▸ Source extract:
Last week, one of my roommates happened to say something that really touched me. Maybe she meant it as a joke but it seriously touched me. She asked me if I would remember her, after we left college and went our separate ways. We spoke about it for a while. From our conversation, I understood that she doesn’t expect me to think of her in the future because we are not really close on a personal level.
I felt really bad, knowing that that’s what she thought about me – that I would forget her just because we aren’t close friends. She is a really sweet girl and someone I adore a lot! Of course, I would remember her as part of my college memories. Moreover, we are roommates…and I LOVE her so much. Isn’t that reason enough for her to be part of my memories (as if I need a reason, in the first place)?
Come to think of it, I guess I can’t blame her for thinking what she did. You meet many people in life, you don’t actually remember all of them, do you? I realized that there are quite a few people I have met along the walk of life, whom I think of and remember once in a while inspite of the fact that they may not be very close to me. They might be people who were with me for a very short time, maybe even so short that it seems irrelevant. Or they might be friends who aren’t personally close to me (beyond an extent, that is)… For instance, there’s this guy who I can really connect to, someone I love talking to, who understands me to a great extent…but someone who doesn’t really know me well, personally. The ‘but’ factor doesn’t do anything to change the way I feel about him. Though, I really don’t think he knows it. 🙂
Anyway, what I wanted to put through is: you may think you aren’t special, that someone you know may never remember you later in life, but you never know how much you might mean to that person. So, don’t presume too much. As simple as that! 🙂
Sometimes, you meet certain people who touch your life so deeply…so much that they remain a part of your memories always, even long after you lose touch with them. Whenever you think of them, a smile lights up your face and you feel warm within, thinking of the times you spent with them. It might sound a little too emotional to yourself. But you know you needn’t be sad just because they are faraway. A part of them is always alive in you, a part of yours in them.

▸ Extracted material:
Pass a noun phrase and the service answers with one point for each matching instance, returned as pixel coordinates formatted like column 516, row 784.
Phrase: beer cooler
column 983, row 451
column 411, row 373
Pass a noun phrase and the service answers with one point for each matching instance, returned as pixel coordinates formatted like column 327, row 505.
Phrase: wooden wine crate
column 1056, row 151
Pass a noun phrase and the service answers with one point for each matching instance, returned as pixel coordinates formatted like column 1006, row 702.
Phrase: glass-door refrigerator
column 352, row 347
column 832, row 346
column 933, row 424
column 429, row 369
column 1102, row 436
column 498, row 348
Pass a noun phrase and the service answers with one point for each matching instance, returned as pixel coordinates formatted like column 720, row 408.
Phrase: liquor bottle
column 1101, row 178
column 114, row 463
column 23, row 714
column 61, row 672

▸ Problem statement:
Using the post about a roommate's question, answer:
1. What did the roommate ask the writer?
2. How well does the guy the writer loves talking to know the writer personally?
3. What happens, according to the last paragraph, whenever you think of people who touched your life deeply?
Answer from the text alone.

▸ In response:
1. She asked whether the writer would remember her after they left college and went their separate ways.
2. He doesn't really know the writer well personally.
3. A smile lights up your face and you feel warm within, thinking of the times you spent with them.